• INSTRUCTIONS TO FOLLOW:
Down to the last line, repeat the entries exactly and drop any image.

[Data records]
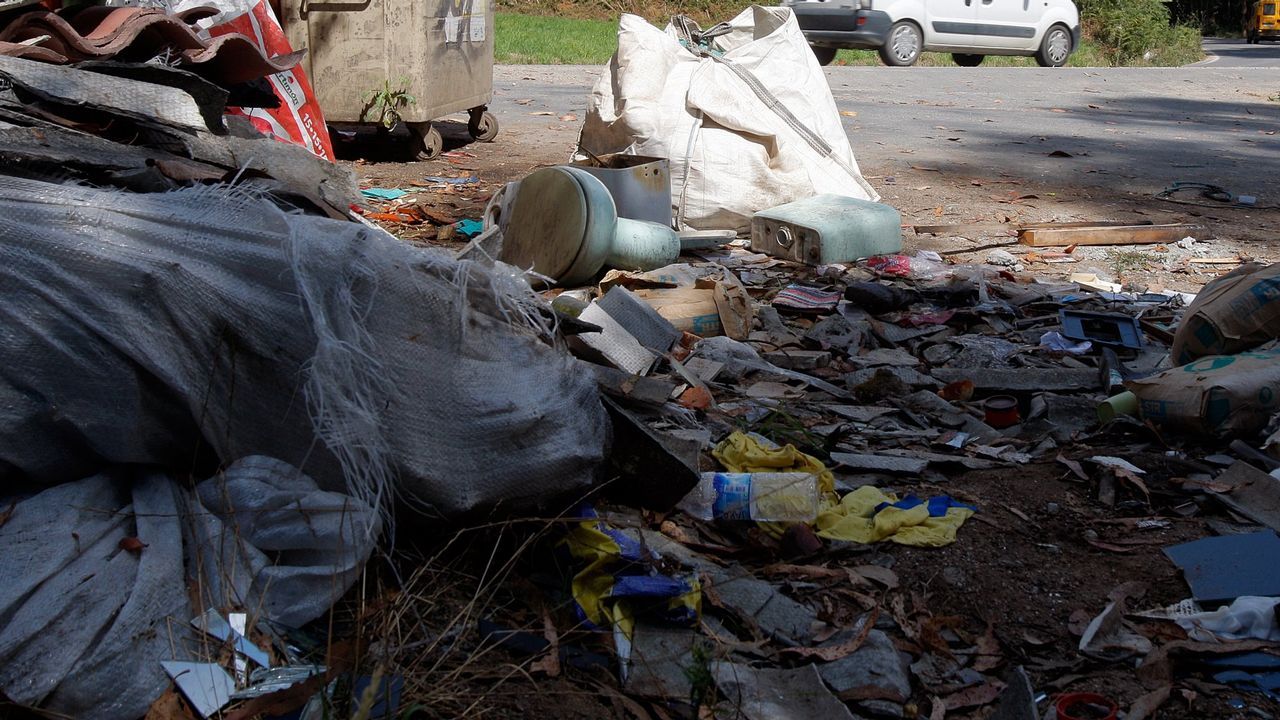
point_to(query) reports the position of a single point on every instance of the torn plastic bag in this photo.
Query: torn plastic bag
(158, 328)
(85, 621)
(748, 123)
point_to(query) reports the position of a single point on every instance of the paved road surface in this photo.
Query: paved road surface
(1127, 130)
(1234, 53)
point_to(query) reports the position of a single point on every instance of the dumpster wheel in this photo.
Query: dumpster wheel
(483, 124)
(429, 141)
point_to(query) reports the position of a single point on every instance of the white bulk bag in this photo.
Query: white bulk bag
(748, 126)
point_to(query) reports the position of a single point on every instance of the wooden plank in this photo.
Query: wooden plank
(1253, 493)
(1104, 235)
(964, 228)
(967, 228)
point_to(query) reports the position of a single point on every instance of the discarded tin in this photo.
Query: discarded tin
(640, 186)
(1086, 706)
(827, 228)
(1001, 411)
(562, 223)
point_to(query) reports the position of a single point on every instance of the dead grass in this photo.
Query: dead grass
(426, 628)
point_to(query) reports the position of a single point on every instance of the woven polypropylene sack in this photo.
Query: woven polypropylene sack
(731, 153)
(146, 328)
(85, 623)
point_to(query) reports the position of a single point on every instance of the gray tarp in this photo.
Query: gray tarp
(85, 623)
(144, 328)
(156, 335)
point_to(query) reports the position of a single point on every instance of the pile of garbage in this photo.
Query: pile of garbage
(218, 383)
(763, 429)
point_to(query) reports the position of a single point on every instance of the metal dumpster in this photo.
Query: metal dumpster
(438, 51)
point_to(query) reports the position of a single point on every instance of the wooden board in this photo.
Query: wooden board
(1104, 235)
(1002, 228)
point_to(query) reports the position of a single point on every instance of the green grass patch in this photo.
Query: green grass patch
(538, 40)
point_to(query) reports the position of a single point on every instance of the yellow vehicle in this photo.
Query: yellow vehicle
(1264, 22)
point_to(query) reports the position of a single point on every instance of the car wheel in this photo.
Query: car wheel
(903, 45)
(826, 55)
(1055, 49)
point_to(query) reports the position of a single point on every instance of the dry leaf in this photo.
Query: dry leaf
(1077, 469)
(874, 573)
(812, 572)
(959, 390)
(976, 696)
(1147, 705)
(1036, 641)
(988, 651)
(938, 709)
(1110, 547)
(1019, 513)
(169, 706)
(1132, 478)
(837, 651)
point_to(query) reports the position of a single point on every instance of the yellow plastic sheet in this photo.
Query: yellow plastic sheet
(853, 518)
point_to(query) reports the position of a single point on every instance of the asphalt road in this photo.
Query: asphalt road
(1120, 130)
(1234, 53)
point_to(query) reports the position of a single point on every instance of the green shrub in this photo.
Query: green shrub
(1138, 32)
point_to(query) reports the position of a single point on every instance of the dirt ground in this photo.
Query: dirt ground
(1043, 555)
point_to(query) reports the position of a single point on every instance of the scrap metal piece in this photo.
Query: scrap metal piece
(206, 686)
(1221, 569)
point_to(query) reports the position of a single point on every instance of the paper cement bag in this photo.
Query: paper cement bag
(1220, 395)
(1234, 313)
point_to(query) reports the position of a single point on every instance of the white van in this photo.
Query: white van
(969, 30)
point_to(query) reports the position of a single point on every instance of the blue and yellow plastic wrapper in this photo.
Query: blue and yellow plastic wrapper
(620, 580)
(864, 515)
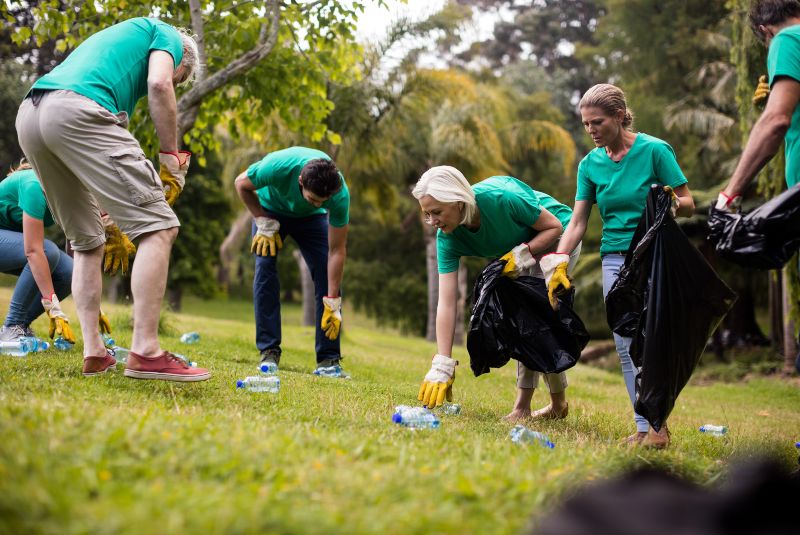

• ANSWER:
point_to(query) reports the position of a single point on every instance of the torn plastic bag in this photo.
Query: torn plastic bag
(158, 328)
(85, 621)
(748, 123)
point_to(query) reports the position of a single point on every instance of the paved road surface in this photo.
Query: paved road surface
(1127, 130)
(1234, 53)
point_to(query) reports the position of a single point on every instance of the dumpster wheel in this photo.
Query: dumpster wheel
(483, 124)
(429, 141)
point_to(query) reports the position of a single point on every instance of the white bulk bag in this photo.
Query: white bulk bag
(748, 126)
point_to(query) reports the position of a single point on every instance of the wooden plank in this photo.
Query: wooden plank
(1253, 493)
(1104, 235)
(964, 228)
(967, 228)
point_to(query) reports the position of a single point on every instance of the discarded tin in this photo.
Query: discarded tin
(640, 186)
(1086, 706)
(827, 228)
(1001, 411)
(562, 223)
point_to(query) reports the position of a single point on every instance of the dead grass in this photo.
Query: dead grass
(426, 628)
point_to(query) reports the position of a single point on every instance of the woven polypropylene sack in this photo.
Query: woven polypropylene sack
(731, 153)
(146, 328)
(85, 623)
point_to(query) reports the position of a single point on every instance of the gray tarp in this photo.
Query: gray tarp
(85, 623)
(144, 328)
(156, 335)
point_to(query) reports the position of a single point on every instance of the pile of garbage in this photo.
Query: pile of garbage
(218, 383)
(763, 429)
point_to(query) reports the position of a single point on every instance of the metal dumpster in this photo.
Query: metal dumpster
(438, 51)
point_to(query) reports the position of a single point on every instance of the wooden board in this photo.
Query: wooden board
(1104, 235)
(1002, 228)
point_to(query) reports the position of a single point on every instance of the green grass patch in this photo.
Query: green grass patch
(538, 40)
point_to(query) reports the position of a single point on every instance of the yellow vehicle in this photo.
Query: yellow vehicle
(1264, 22)
point_to(query) reports the position of a single point on every instance of the car wheel in this photo.
Query: car wheel
(903, 45)
(826, 55)
(1055, 49)
point_to(query) reports the position of a single point on every instance of the dry leaf in this photo.
Query: dry leaf
(1077, 469)
(874, 573)
(812, 572)
(959, 390)
(976, 696)
(1147, 705)
(1036, 641)
(988, 651)
(938, 709)
(1110, 547)
(1019, 513)
(169, 706)
(1132, 478)
(837, 651)
point_to(query) reports the position of a single point on every instance of the yellow plastic sheet in this photo.
Query: yellow plastic sheet
(853, 518)
point_to(query) reports the position of a single point on every instance of the asphalt road in this photo.
Query: asphalt road
(1120, 130)
(1234, 53)
point_to(query) reports the position of a single point on every instance of the green shrub in this photo.
Query: green shrub
(1138, 32)
point_to(query) reports the position of a single point on every instance of the dirt ground in this photo.
Query: dirt ground
(1043, 555)
point_to(query) reports the position of a single point on every instance of the scrap metal piece in this photo.
Query: scrap metal piece
(206, 686)
(1221, 569)
point_to(query) reports the position of a single point on every instance of the paper cement bag in this photo.
Query: paper cement bag
(1220, 395)
(1234, 313)
point_to(query) reports the position of a single point on every instance of the white van in this photo.
Query: white van
(969, 30)
point_to(query) reports the position of a single point on every instance of the blue and yellow plastic wrapper in this photo.
Query: blue and yellow plastic wrapper
(620, 580)
(864, 515)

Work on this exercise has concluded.